Excerpt:
============================================================

[GitHub] [arrow] alamb commented on a change in pull request #9548: ARROW-11733: [Rust][DataFusion] Implement hash partitioning

GitBox Tue, 23 Feb 2021 15:00:06 -0800


alamb commented on a change in pull request #9548:
URL: https://github.com/apache/arrow/pull/9548#discussion_r581451845




##########
File path: rust/datafusion/src/physical_plan/repartition.rs
##########
@@ -305,6 +347,33 @@ mod tests {
         Ok(())
     }
 
+    #[tokio::test(flavor = "multi_thread")]
+    async fn many_to_many_hash_partition() -> Result<()> {
+        // define input partitions
+        let schema = test_schema();
+        let partition = create_vec_batches(&schema, 50);
+        let partitions = vec![partition.clone(), partition.clone(), 
partition.clone()];
+
+        let output_partitions = repartition(
+            &schema,
+            partitions,
+            Partitioning::Hash(
+                vec![Arc::new(crate::physical_plan::expressions::Column::new(
+                    &"c0",
+                ))],
+                8,
+            ),
+        )

============================================================

Supplied information:
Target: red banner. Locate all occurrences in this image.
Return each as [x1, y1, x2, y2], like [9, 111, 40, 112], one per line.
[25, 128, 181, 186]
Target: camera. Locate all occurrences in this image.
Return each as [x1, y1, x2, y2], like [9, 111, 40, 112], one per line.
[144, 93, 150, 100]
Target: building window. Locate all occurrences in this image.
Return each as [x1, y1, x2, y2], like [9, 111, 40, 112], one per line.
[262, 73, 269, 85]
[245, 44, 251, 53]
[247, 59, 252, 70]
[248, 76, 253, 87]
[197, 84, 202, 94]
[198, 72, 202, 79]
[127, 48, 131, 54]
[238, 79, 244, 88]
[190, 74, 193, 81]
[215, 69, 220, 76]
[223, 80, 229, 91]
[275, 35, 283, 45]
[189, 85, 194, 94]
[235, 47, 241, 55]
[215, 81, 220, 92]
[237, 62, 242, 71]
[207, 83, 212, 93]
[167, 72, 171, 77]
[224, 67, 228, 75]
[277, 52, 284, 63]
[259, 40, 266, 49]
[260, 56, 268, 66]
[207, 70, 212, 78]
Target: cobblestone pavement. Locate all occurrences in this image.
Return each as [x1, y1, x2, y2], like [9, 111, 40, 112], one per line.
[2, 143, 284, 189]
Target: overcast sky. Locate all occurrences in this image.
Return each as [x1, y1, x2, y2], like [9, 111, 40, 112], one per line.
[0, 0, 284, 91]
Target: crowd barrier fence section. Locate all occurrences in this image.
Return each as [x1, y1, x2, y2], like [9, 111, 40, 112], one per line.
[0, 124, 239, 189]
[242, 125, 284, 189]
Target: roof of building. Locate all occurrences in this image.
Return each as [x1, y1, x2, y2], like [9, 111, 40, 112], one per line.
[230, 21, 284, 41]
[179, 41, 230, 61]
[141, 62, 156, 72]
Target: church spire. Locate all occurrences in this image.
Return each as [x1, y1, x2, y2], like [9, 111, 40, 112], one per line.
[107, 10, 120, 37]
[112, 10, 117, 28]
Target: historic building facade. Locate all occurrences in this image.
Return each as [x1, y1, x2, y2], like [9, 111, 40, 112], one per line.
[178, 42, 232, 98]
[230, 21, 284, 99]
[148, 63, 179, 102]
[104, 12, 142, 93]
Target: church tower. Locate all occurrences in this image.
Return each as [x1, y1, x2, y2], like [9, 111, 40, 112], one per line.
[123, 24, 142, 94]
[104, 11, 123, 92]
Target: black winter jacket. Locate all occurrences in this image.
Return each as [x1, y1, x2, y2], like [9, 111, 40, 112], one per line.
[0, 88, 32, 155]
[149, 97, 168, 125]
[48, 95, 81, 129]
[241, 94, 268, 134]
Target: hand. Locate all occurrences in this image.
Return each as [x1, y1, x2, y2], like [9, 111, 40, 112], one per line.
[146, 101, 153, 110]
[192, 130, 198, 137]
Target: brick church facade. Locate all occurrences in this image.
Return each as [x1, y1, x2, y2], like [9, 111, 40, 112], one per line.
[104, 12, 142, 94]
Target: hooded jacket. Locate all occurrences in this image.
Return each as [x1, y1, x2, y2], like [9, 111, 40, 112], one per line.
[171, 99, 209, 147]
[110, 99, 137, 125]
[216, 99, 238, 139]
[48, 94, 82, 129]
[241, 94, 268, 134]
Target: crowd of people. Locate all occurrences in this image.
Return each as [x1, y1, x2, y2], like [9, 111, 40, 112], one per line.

============================================================

What is required: Copy the pull request review comment word for word, from its header line through the final line of code.

Final answer:
[GitHub] [arrow] alamb commented on a change in pull request #9548: ARROW-11733: [Rust][DataFusion] Implement hash partitioning

GitBox Tue, 23 Feb 2021 15:00:06 -0800


alamb commented on a change in pull request #9548:
URL: https://github.com/apache/arrow/pull/9548#discussion_r581451845




##########
File path: rust/datafusion/src/physical_plan/repartition.rs
##########
@@ -305,6 +347,33 @@ mod tests {
         Ok(())
     }
 
+    #[tokio::test(flavor = "multi_thread")]
+    async fn many_to_many_hash_partition() -> Result<()> {
+        // define input partitions
+        let schema = test_schema();
+        let partition = create_vec_batches(&schema, 50);
+        let partitions = vec![partition.clone(), partition.clone(), 
partition.clone()];
+
+        let output_partitions = repartition(
+            &schema,
+            partitions,
+            Partitioning::Hash(
+                vec![Arc::new(crate::physical_plan::expressions::Column::new(
+                    &"c0",
+                ))],
+                8,
+            ),
+        )